## BLOCCO DI TESTO
Questa settimana in Vaticano, un processo civile e uno penale. Ecco quello che è successo. E la posta in gioco

Processo Palazzo di Londra | Una udienza del processo vaticano sulla gestione dei fondi della Segreteria di Stato | Vatican Media / ACI Group Processo Palazzo di Londra | Una udienza del processo vaticano sulla gestione dei fondi della Segreteria di Stato | Vatican Media / ACI Group

Papa Francesco non testimonierà al processo sulla gestione dei fondi della Segreteria di Stato, e questo era prevedibile, nonostante alcuni degli imputati abbiano chiamato proprio il Papa tra i testimoni. Ma forse non ci sarà nemmeno il Cardinale Pietro Parolin, Segretario di Stato vaticano, che pure aveva dato disponibilità a venire in tribunale, perché lo stesso tribunale ha deciso che è meglio sentire prima l’arcivescovo Edgar Pena Parra, sostituto della Segreteria di Stato, e solo successivamente, e se è necessario il Segretario di Stato in persona. Non sarà più ascoltata, invece, Francesca Immacolata Chaouqui, chiamata come testimone dal Promotore di Giustizia per un secondo round di domande, questa volta sul suo coinvolgimento nella vicenda.

## DATI MOSTRATI
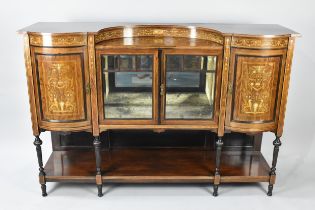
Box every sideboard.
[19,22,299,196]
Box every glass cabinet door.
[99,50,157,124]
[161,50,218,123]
---
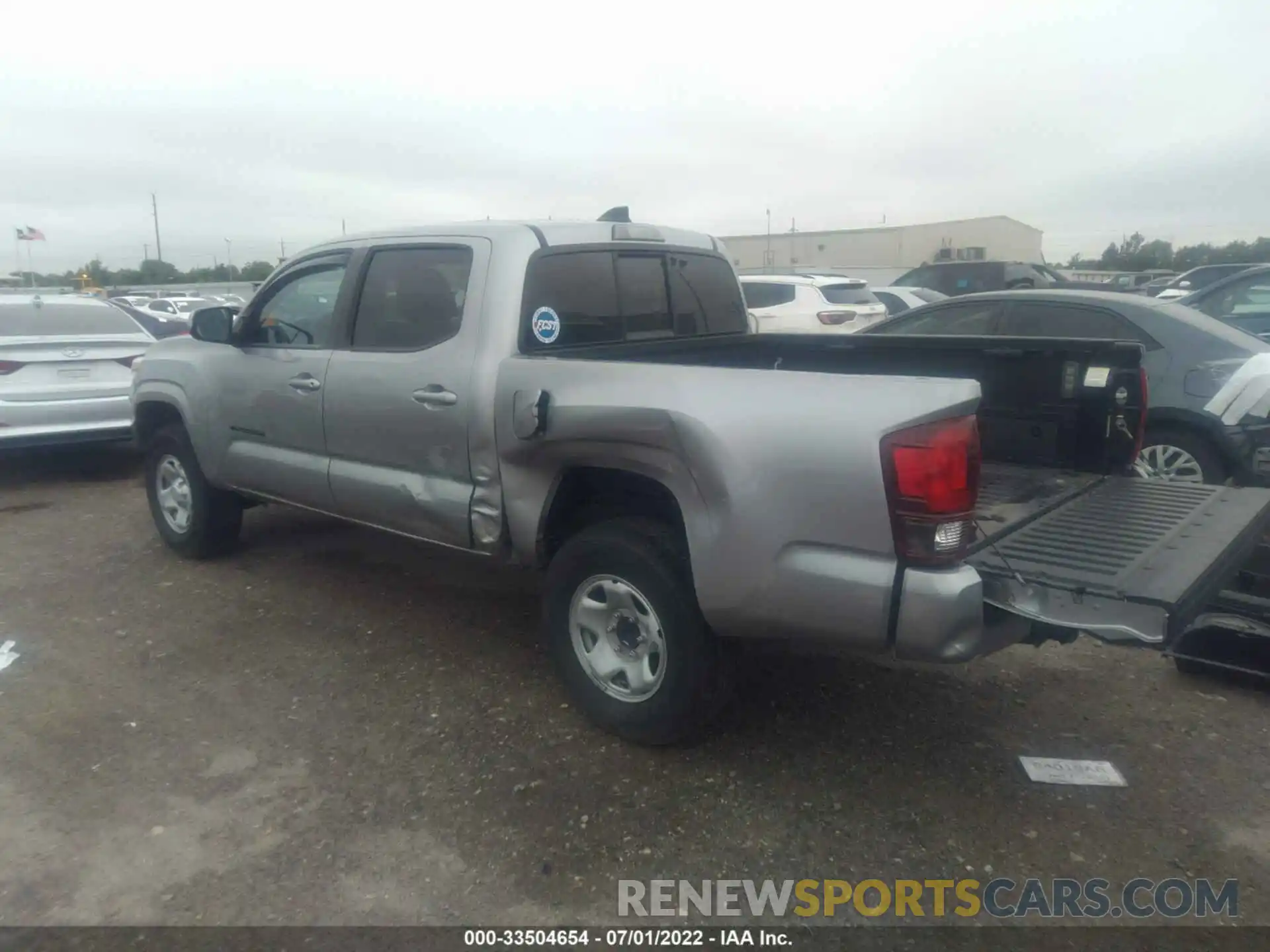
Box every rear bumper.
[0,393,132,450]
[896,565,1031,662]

## COSA FARAI
Duplica senza modifiche il passo del testo sul processo vaticano che comincia con "Papa Francesco non" e prosegue fino a "coinvolgimento nella vicenda.".

## SOLUZIONE SCRITTA
Papa Francesco non testimonierà al processo sulla gestione dei fondi della Segreteria di Stato, e questo era prevedibile, nonostante alcuni degli imputati abbiano chiamato proprio il Papa tra i testimoni. Ma forse non ci sarà nemmeno il Cardinale Pietro Parolin, Segretario di Stato vaticano, che pure aveva dato disponibilità a venire in tribunale, perché lo stesso tribunale ha deciso che è meglio sentire prima l’arcivescovo Edgar Pena Parra, sostituto della Segreteria di Stato, e solo successivamente, e se è necessario il Segretario di Stato in persona. Non sarà più ascoltata, invece, Francesca Immacolata Chaouqui, chiamata come testimone dal Promotore di Giustizia per un secondo round di domande, questa volta sul suo coinvolgimento nella vicenda.